__Exercise__
Find every line in the records below that contains the word "yellow" and copy each of those lines.

__The records__
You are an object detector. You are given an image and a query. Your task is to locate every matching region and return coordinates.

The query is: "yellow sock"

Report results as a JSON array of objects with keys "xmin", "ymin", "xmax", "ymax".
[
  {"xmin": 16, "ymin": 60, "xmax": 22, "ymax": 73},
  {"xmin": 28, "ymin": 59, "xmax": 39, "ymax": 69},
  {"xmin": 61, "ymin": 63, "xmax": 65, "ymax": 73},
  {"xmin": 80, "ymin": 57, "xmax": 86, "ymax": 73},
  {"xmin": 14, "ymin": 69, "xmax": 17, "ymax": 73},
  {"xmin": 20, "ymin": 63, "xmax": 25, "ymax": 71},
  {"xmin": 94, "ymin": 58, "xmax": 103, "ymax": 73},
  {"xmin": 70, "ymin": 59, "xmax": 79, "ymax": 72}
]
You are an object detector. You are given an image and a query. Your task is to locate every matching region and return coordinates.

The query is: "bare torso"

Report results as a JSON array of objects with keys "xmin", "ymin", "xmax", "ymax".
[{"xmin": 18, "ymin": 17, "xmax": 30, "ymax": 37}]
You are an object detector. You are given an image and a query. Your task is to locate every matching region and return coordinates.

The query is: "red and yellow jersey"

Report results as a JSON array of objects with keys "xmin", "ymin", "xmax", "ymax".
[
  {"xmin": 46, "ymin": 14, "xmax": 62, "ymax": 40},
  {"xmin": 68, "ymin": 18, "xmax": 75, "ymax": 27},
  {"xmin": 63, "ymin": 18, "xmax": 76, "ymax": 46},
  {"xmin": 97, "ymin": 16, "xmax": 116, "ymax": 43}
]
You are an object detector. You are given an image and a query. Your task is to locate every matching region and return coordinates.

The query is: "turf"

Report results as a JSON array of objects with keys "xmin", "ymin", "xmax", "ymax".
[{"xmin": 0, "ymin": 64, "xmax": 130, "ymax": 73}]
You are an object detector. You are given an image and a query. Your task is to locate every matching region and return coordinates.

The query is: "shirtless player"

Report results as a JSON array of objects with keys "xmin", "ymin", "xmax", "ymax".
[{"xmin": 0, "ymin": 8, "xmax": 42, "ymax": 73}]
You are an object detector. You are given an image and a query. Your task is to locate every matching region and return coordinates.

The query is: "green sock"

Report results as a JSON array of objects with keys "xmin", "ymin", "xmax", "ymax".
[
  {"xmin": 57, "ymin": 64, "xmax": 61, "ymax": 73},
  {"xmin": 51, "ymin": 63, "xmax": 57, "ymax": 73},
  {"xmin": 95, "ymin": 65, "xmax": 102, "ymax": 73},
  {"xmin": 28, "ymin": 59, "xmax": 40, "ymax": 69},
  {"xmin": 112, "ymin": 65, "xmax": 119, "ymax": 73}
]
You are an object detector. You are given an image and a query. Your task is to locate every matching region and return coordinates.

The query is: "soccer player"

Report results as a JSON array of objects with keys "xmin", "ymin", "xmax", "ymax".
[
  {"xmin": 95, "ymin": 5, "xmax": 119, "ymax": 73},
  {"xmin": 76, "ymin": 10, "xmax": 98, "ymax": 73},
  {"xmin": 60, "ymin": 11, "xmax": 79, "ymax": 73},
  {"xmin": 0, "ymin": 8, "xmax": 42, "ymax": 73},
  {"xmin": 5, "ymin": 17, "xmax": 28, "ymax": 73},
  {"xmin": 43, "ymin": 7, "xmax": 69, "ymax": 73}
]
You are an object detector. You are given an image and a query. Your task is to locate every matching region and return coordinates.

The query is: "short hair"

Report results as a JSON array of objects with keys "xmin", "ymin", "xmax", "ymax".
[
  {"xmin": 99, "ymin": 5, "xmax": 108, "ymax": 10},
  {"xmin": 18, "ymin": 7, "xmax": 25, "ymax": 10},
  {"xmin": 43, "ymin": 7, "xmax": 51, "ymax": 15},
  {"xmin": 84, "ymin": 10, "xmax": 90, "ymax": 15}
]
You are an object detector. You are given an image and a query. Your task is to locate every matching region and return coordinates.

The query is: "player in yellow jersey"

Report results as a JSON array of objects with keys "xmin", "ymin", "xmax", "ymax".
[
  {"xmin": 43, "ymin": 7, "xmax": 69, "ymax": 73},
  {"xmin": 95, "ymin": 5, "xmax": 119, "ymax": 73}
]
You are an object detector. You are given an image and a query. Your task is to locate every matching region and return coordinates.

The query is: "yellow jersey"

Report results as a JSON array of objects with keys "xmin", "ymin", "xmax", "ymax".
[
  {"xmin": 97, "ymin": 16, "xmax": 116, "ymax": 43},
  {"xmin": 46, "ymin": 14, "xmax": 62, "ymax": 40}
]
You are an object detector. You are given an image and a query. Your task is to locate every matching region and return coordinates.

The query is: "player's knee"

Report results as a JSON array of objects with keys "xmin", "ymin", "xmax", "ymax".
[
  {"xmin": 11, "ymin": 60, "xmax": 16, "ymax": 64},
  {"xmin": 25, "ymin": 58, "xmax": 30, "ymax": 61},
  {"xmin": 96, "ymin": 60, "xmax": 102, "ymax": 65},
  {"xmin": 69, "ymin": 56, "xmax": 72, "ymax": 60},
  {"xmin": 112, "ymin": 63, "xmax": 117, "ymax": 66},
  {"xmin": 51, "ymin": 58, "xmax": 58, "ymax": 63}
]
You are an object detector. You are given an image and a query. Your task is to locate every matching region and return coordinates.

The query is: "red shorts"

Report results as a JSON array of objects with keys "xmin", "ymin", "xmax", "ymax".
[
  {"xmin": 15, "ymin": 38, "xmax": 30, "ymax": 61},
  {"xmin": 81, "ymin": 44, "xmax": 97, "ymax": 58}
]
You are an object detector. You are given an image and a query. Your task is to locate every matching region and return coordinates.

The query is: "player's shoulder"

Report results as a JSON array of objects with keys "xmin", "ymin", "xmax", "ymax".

__Exercise response__
The query is: "yellow sock"
The query is: "red and yellow jersey"
The query is: "player in yellow jersey"
The query is: "yellow jersey"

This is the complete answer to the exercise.